#### WHAT IS BEING ASKED:
Retype the stretch of lines below from the line containing "Practice step: point out every instance of the child's black" through the line containing "pixel 970 418", with no changes and nothing else.

#### AVAILABLE DATA:
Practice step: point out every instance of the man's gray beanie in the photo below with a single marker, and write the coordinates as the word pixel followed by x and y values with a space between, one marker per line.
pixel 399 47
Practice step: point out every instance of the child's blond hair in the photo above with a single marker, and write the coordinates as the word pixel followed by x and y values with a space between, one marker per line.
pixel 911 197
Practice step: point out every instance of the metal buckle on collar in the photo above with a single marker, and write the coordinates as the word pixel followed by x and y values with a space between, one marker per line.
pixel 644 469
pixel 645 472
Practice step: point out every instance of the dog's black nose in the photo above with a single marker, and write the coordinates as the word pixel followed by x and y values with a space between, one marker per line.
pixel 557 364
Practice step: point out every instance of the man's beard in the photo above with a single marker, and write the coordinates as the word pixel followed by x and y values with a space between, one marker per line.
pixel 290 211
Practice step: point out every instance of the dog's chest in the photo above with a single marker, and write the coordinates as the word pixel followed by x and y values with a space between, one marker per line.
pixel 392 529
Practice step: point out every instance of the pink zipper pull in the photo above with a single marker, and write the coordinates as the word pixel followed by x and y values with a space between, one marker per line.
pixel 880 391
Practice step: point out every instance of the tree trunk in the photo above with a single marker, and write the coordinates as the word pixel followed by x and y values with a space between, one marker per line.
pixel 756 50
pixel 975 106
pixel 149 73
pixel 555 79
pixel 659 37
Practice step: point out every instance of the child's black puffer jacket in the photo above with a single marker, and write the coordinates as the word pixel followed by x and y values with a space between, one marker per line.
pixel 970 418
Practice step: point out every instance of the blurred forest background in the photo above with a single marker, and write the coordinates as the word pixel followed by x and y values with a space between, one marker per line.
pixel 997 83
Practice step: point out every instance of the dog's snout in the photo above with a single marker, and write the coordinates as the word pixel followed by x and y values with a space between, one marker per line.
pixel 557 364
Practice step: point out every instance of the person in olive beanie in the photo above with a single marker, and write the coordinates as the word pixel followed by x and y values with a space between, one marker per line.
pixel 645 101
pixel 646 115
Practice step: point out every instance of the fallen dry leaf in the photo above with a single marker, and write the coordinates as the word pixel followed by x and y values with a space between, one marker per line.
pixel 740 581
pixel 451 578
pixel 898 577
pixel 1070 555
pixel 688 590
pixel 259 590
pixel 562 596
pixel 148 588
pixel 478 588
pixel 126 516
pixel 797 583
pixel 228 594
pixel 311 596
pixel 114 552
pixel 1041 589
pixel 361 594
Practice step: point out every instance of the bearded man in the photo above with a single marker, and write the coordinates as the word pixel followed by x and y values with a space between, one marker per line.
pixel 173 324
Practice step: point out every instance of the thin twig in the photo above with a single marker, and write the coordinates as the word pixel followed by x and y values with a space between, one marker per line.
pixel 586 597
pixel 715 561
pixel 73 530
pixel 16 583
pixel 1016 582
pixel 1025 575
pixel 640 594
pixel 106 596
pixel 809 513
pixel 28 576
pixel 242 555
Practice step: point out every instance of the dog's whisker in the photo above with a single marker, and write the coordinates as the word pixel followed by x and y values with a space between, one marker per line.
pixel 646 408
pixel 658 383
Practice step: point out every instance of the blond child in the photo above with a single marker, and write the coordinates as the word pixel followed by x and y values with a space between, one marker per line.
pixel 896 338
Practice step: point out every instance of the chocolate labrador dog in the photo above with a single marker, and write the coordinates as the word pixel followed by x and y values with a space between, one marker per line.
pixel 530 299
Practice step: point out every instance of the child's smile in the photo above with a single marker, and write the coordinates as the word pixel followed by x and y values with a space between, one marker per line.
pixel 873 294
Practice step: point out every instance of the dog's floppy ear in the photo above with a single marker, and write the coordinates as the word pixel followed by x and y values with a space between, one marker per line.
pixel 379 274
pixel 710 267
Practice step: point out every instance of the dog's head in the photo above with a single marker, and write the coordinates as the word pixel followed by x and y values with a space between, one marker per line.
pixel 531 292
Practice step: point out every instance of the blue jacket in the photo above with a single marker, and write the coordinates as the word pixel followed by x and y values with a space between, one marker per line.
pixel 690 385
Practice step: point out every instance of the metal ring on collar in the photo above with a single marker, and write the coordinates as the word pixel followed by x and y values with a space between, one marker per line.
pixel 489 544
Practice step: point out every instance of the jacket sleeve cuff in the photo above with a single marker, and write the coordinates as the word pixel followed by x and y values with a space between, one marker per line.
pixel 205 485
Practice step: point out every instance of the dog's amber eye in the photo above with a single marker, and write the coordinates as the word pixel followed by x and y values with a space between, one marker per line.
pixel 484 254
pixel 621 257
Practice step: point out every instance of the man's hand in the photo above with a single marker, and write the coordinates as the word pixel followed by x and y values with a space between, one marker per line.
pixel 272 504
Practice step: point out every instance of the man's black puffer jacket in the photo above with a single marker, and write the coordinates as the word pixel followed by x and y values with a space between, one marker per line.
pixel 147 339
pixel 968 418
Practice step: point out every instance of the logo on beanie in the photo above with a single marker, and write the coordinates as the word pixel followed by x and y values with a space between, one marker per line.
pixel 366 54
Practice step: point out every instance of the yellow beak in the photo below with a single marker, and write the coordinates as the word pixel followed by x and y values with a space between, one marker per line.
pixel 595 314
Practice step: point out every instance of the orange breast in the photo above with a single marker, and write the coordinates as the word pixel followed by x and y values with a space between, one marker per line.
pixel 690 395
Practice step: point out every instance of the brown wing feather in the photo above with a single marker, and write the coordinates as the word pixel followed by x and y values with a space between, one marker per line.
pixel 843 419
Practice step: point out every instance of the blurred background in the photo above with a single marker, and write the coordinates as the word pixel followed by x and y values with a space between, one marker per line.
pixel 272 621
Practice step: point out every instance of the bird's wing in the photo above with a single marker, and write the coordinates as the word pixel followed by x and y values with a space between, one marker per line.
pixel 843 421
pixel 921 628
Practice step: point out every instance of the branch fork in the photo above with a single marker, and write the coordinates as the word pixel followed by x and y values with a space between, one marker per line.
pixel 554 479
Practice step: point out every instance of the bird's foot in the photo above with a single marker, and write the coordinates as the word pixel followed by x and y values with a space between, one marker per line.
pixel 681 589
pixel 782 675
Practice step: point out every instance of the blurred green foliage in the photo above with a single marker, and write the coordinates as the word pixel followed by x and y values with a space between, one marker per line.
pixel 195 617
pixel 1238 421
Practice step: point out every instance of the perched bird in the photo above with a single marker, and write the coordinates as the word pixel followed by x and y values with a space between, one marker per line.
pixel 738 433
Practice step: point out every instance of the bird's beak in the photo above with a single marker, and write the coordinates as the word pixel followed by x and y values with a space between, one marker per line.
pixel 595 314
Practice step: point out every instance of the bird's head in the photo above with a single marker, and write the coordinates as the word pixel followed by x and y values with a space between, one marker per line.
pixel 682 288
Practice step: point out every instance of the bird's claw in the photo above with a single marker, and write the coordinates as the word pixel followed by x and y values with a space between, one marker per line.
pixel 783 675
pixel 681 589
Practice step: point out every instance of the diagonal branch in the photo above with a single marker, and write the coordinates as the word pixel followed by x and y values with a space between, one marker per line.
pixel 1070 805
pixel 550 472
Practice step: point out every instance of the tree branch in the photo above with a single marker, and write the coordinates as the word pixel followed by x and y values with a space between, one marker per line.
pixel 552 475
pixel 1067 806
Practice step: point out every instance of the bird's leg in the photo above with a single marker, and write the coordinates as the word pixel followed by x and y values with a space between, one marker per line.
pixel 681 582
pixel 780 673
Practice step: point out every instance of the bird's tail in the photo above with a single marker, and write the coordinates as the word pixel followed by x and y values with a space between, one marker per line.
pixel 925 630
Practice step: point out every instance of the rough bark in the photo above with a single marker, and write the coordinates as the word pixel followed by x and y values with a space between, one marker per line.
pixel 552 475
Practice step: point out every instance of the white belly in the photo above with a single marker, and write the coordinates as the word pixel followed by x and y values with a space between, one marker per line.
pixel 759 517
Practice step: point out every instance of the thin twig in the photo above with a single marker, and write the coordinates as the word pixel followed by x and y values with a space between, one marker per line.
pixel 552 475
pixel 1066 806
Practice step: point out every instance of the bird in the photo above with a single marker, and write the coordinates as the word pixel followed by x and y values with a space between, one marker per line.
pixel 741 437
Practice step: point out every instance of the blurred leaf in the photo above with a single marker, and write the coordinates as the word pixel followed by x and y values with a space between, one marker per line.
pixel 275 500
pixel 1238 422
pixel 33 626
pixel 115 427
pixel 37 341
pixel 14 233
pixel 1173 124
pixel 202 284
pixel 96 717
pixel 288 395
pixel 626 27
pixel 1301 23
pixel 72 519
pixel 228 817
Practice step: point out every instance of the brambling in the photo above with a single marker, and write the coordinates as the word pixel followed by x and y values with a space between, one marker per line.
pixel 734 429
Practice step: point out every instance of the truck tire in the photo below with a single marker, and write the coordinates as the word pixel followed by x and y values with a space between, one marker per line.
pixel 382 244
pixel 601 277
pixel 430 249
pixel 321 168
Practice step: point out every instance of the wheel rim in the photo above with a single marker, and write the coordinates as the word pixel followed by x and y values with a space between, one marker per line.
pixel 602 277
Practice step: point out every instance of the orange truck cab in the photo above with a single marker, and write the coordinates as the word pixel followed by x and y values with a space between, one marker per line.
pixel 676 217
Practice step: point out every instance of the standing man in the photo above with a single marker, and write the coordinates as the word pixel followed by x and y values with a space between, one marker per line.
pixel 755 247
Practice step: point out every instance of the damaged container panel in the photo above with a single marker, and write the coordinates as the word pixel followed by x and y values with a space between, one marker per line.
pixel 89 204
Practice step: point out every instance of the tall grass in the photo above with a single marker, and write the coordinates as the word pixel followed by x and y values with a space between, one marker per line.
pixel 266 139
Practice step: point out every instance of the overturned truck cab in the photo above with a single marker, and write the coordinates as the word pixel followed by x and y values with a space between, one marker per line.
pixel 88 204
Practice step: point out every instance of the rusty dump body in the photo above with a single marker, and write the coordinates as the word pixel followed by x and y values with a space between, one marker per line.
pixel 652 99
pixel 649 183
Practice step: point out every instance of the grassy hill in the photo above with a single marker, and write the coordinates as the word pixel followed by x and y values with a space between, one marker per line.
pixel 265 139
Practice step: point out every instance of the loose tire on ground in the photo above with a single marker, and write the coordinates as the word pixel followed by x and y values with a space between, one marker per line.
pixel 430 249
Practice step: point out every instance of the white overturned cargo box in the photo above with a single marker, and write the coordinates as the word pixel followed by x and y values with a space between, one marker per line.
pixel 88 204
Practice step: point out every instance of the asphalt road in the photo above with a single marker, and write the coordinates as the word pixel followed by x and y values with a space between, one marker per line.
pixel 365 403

#### RESULT FOR THIS EXERCISE:
Practice step: point out every instance of the child's black puffer jacket in the photo above with a single marker, and write the coordinates as the word pixel followed by x and y values with a space between, one marker per line.
pixel 970 418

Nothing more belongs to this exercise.